_What to do_
Would you return the material below exactly, with no line left out?

_Source material_
****************************************

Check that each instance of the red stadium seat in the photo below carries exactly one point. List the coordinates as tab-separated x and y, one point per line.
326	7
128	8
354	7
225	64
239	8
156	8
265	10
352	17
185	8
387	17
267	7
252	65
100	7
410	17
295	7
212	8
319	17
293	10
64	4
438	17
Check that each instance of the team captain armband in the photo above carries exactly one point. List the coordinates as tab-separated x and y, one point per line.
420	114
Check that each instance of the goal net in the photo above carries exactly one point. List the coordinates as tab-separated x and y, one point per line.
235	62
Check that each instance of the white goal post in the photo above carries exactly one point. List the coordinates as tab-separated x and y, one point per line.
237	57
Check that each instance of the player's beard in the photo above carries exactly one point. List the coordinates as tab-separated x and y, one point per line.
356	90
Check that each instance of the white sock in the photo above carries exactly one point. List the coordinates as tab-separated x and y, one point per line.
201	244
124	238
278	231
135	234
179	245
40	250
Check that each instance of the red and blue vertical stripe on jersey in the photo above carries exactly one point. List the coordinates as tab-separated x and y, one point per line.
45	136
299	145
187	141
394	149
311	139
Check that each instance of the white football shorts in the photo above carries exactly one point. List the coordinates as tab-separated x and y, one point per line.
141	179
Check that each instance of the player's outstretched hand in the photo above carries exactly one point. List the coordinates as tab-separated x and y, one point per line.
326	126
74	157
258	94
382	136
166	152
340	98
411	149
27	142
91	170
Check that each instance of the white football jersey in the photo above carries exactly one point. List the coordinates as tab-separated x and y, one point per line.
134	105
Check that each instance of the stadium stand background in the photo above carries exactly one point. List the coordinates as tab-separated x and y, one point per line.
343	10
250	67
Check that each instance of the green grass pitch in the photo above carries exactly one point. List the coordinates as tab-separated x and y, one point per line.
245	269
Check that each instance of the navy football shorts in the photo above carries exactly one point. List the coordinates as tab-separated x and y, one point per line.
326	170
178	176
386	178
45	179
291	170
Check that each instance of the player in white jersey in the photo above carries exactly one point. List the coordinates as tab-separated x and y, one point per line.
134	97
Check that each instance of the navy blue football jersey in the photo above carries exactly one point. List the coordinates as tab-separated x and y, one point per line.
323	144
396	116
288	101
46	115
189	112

****************************************

_Task output_
Check that each instance of the red stadium seat in the photo below carries exactly one point. List the coordinates as tab-separated x and y, one point per line.
326	7
128	8
354	7
225	64
239	8
156	8
265	10
352	17
185	8
387	17
267	7
252	65
100	7
410	17
295	7
212	8
319	17
293	10
64	4
438	17
Check that each instance of the team captain armband in the photo above carries exactly one point. List the coordinates as tab-separated x and y, one point per line.
420	114
Check that each instance of the goal net in the photo above carries exactly one point. List the coordinates as tab-separated x and y, one point per line.
235	62
Check that each instance of the white goal post in the photo above carries exactly one point. List the coordinates as tab-separated x and y, one point per line.
237	57
Check that each instance of the player's beard in the photo above carries exactly one point. List the coordinates as tab-separated x and y, one point per line.
356	90
Check that each instance of the white sock in the photo above carries exactly one point. List the coordinates as tab-separated x and y, one point per line.
201	244
124	238
278	231
135	234
179	245
40	250
Check that each instance of the red and blue vertical stripe on jersey in the photo above carries exactly one point. List the coordinates as tab-separated x and y, one point per line.
45	136
299	145
187	141
394	149
311	139
Check that each instance of the white football shorts in the photo above carries exactly one point. List the coordinates as tab-separated x and y, one point per line.
141	179
Check that each instance of the player's outstretched hand in the photo above carries exactly one point. List the coordinates as tab-separated x and y, one point per line.
326	126
74	157
258	94
382	136
166	152
340	98
411	149
27	142
91	170
Check that each instance of the white football jersey in the photo above carries exactly one point. List the coordinates as tab-separated x and y, one point per line.
134	105
Check that each instance of the stadium stand background in the photo above carries exactly one point. List the coordinates as tab-separated x and y, one point per line.
343	10
250	67
Check that each instance of the green grass pitch in the photo above carries exactly one point. List the coordinates as tab-separated x and y, one point per line.
245	269
Check that each instance of the navy football shorts in the photo above carries exactly one point. List the coordinates as tab-separated x and y, one point per line.
326	170
178	176
386	178
45	179
291	170
Check that each instance of the player in white jersey in the photo above carries exactly one point. List the coordinates as tab-separated x and y, one point per line.
134	97
Check that each instance of the navy blue football jersey in the photo above carries exactly one point. List the coordinates as tab-separated x and y, one point per line.
323	144
396	116
288	101
46	115
189	112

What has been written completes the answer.